**Stated exercise:**
Copy all of the following material word for word, keeping every line and its punctuation unchanged.

##### Recorded information

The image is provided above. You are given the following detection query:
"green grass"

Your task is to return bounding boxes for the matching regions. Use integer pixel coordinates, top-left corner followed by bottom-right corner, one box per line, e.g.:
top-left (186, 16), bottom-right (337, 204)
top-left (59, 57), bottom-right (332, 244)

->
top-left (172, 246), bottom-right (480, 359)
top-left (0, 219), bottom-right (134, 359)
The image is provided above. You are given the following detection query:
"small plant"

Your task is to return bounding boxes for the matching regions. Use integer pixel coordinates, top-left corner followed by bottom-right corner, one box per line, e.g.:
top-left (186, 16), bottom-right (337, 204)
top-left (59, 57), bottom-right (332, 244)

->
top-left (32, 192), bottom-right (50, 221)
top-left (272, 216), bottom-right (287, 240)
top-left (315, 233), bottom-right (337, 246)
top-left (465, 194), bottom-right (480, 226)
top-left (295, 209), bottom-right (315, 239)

##########

**Task response:**
The image is provided above. You are given the following detection query:
"green grass"

Your task is to return bounding boxes for the matching regions. Use integer pixel coordinates, top-left corner followed by bottom-right corner, one box per line, e.g.:
top-left (186, 16), bottom-right (337, 204)
top-left (59, 57), bottom-right (332, 244)

->
top-left (172, 246), bottom-right (480, 359)
top-left (0, 219), bottom-right (134, 359)
The image is provided above. You are given the following detection query:
"small plant"

Your task is to return bounding boxes for the matching regions. Use integer pixel coordinates, top-left corner followed by bottom-right corner, one box per line, e.g.:
top-left (186, 16), bottom-right (337, 204)
top-left (59, 57), bottom-right (332, 244)

->
top-left (32, 192), bottom-right (50, 221)
top-left (272, 216), bottom-right (287, 240)
top-left (315, 233), bottom-right (337, 246)
top-left (465, 194), bottom-right (480, 226)
top-left (295, 209), bottom-right (315, 239)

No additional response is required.